> [Exercise directions]: Arrange the records below as a two-column CSV with the headers "text" and "answer". Give one row per record, put the record's text and its answer each in a single quoted field with line breaks replaced by spaces, and leave out the pictures.

> [Data entries]:
--------------------------------
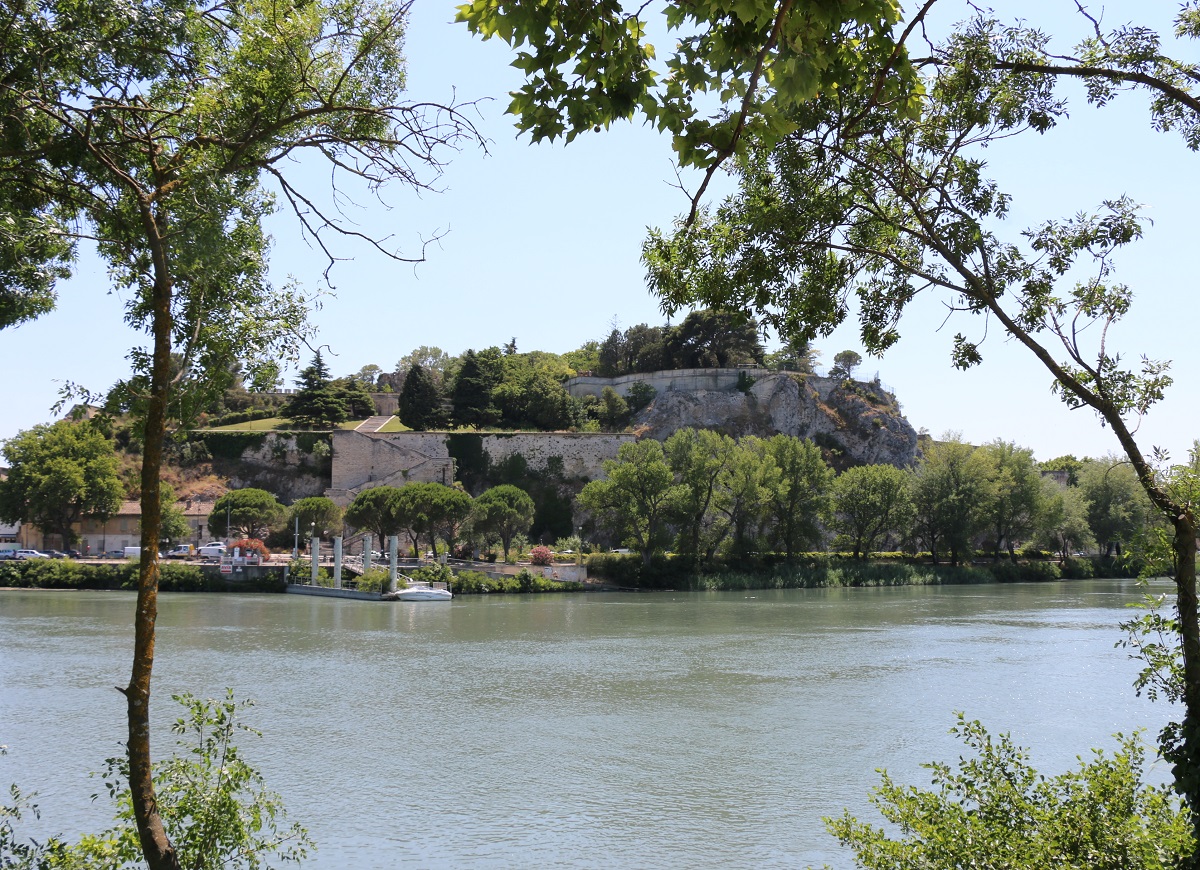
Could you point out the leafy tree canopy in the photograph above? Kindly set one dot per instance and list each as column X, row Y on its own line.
column 58, row 474
column 591, row 65
column 316, row 515
column 247, row 513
--------------------------------
> [Worked answer]:
text,answer
"Could you point out the leafy tree canopy in the photograph above? Kindly set one dot per instance and list each as column X, row Y on its own line.","column 58, row 474 column 591, row 65 column 316, row 515 column 247, row 513"